• _WHAT NEEDS TO BE DONE_
Transcribe every record in full, keeping it exactly the same.

*** RECORDS FOR THIS TASK ***

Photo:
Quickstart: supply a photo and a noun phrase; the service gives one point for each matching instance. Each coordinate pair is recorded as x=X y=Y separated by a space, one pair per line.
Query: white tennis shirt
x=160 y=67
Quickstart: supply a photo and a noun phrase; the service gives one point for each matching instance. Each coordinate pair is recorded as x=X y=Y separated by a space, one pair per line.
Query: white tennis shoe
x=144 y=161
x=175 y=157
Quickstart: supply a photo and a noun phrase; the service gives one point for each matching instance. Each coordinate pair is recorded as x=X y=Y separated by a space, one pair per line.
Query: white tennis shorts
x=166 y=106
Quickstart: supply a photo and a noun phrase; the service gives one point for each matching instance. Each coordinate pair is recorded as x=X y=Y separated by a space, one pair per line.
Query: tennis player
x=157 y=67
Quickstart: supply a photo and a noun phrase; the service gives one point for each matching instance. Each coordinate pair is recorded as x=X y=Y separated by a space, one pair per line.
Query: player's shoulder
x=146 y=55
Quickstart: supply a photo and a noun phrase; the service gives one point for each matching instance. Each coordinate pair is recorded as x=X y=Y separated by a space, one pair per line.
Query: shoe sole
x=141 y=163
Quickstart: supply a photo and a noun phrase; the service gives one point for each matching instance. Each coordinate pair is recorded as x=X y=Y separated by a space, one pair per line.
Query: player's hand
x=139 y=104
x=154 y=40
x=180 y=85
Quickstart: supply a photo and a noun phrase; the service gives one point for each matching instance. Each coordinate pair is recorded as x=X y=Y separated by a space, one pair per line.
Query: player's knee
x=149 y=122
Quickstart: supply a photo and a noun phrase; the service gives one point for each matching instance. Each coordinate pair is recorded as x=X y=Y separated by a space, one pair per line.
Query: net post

*** End of RECORDS FOR THIS TASK ***

• _YOUR SOLUTION_
Photo:
Quickstart: supply a photo and a noun phrase; the service gives one point for each matching instance. Each coordinate pair is recorded as x=X y=Y separated by a space, one pair per line.
Query: white tennis shirt
x=160 y=67
Quickstart: supply a photo and a noun phrase; the service gives one point for each matching instance. Each coordinate pair is recorded as x=X y=Y separated by a space, one pair per line.
Query: white tennis shoe
x=144 y=161
x=175 y=157
Quickstart: supply a photo and a noun phrase; the service gives one point for each matching instance. Each coordinate pair is recorded as x=X y=Y separated by a space, one pair per line.
Query: white tennis shorts
x=166 y=106
Quickstart: supply a photo and a noun phrase; the service gives one point for each matching instance. Each coordinate pair is recorded as x=X y=Y separated by a space, one pair per line.
Query: tennis player
x=157 y=67
Quickstart: supply a photo and a noun phrase; the service gives one point for each matching instance. Each coordinate pair is recorded as x=X y=Y separated by a space, one pair per line.
Query: player's shoulder
x=146 y=55
Quickstart: supply a photo and a noun phrase; the service gives one point for each matching instance. Each coordinate pair is recorded as x=X y=Y separated by a space, one pair per line.
Query: shoe sole
x=141 y=163
Quickstart: supply a photo and a noun phrase; the service gives one point for each matching instance. Each coordinate pair is recorded as x=X y=Y separated by a space, one pair per line.
Query: player's hand
x=139 y=104
x=154 y=40
x=180 y=85
Quickstart: supply a photo and a noun phrase; the service gives one point for each matching instance. Each coordinate pair is recorded as x=X y=Y separated by a space, one pair per line.
Query: player's knee
x=149 y=122
Quickstart: supply a photo and a noun phrase; the service gives one point for each matching instance. Each coordinate pair is recorded as x=X y=Y separated by a space, one pair per line.
Query: net post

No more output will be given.